» To do: Please return the lines of the data that contain "sneaker".

» Dataset records:
----------
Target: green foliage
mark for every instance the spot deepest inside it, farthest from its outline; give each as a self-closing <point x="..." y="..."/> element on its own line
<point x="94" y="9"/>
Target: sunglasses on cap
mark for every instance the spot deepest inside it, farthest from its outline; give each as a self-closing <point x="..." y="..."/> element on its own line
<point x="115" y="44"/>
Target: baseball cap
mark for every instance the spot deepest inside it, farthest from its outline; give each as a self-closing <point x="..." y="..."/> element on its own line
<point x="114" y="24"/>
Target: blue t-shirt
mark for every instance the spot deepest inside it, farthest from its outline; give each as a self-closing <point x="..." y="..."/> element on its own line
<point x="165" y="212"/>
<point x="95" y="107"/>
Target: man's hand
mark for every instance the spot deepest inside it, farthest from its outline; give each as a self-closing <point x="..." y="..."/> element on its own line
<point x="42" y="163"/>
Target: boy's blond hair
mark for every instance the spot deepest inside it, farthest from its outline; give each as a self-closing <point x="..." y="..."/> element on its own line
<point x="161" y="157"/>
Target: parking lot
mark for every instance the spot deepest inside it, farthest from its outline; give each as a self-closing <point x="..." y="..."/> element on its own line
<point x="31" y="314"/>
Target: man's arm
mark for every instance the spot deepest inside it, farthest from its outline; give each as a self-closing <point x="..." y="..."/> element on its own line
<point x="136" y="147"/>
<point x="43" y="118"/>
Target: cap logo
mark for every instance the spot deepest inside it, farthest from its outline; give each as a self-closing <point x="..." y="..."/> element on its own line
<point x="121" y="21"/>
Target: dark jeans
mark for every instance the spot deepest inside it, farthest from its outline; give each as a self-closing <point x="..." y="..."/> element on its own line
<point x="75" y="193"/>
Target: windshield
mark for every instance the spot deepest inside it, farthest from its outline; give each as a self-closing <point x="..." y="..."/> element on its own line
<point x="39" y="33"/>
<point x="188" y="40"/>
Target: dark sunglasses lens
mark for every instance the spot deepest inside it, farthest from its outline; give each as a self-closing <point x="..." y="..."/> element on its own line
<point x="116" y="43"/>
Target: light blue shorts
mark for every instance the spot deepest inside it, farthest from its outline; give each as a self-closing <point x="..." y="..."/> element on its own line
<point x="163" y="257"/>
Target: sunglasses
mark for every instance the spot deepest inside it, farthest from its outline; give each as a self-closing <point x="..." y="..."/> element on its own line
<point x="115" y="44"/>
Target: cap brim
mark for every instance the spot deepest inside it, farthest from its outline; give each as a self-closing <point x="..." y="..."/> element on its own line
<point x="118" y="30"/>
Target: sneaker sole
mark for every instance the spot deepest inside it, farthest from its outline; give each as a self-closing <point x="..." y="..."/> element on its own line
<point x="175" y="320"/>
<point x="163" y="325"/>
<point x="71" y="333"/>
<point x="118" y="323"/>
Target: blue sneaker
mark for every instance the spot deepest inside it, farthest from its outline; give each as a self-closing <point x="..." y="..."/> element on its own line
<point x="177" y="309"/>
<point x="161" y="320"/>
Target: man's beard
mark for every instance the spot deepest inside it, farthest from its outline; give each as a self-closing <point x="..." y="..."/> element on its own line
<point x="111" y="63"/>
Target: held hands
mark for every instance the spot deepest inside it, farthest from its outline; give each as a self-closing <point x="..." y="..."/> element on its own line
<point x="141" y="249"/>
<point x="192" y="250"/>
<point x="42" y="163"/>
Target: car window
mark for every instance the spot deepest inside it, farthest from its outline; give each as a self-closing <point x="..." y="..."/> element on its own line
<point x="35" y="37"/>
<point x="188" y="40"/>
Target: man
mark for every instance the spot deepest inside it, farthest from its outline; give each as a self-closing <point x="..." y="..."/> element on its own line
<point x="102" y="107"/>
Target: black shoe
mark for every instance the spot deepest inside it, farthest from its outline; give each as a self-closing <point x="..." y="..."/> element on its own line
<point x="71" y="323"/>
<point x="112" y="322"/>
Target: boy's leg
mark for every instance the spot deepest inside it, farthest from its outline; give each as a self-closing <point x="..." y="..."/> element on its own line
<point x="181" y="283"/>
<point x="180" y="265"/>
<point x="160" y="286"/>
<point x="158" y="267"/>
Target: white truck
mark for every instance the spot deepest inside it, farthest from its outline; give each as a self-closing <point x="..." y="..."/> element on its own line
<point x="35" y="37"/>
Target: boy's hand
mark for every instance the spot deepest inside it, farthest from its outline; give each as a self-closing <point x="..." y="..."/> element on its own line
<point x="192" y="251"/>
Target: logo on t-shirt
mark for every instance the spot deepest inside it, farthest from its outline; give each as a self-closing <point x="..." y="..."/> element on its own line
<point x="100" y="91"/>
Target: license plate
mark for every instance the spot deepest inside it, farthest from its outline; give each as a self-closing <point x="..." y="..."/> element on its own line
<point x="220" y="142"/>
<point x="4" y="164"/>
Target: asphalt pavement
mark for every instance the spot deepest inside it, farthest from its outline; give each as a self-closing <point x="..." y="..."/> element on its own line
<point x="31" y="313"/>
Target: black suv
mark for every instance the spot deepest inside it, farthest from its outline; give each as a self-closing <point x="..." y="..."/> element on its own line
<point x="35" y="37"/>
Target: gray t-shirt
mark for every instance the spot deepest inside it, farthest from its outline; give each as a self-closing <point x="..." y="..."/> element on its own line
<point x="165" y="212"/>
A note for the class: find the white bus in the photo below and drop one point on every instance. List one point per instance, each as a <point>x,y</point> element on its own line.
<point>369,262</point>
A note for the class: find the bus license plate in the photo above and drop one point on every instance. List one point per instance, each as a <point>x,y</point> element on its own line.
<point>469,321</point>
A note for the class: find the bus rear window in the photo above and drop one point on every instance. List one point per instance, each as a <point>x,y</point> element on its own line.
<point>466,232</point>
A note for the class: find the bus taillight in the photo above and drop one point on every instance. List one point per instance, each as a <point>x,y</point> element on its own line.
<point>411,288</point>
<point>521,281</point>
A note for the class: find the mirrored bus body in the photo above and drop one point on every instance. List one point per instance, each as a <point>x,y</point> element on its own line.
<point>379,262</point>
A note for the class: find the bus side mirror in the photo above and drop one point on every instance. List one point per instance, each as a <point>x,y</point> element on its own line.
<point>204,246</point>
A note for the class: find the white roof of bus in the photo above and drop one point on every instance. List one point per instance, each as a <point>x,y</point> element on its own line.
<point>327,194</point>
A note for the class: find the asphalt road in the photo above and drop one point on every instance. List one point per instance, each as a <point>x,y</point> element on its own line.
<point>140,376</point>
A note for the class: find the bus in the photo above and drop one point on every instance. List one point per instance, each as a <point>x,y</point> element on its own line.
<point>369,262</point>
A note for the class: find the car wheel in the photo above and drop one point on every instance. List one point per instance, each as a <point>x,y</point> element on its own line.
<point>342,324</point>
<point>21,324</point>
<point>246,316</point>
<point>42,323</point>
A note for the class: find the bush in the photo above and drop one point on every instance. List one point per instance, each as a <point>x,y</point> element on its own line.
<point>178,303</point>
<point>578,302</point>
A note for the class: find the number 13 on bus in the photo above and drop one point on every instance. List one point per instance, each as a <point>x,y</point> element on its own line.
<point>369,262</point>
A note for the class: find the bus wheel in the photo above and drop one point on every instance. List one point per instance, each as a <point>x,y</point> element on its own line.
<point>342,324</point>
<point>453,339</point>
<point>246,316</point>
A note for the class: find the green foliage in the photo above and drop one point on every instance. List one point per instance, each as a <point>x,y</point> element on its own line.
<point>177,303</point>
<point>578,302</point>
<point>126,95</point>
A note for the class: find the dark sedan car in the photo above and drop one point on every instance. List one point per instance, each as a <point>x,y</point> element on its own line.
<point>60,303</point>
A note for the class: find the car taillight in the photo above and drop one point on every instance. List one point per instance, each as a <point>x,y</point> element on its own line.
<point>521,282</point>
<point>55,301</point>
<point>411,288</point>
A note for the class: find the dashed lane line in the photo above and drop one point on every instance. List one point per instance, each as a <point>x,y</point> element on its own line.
----------
» Exercise response:
Target: sneaker sole
Target: blue sneaker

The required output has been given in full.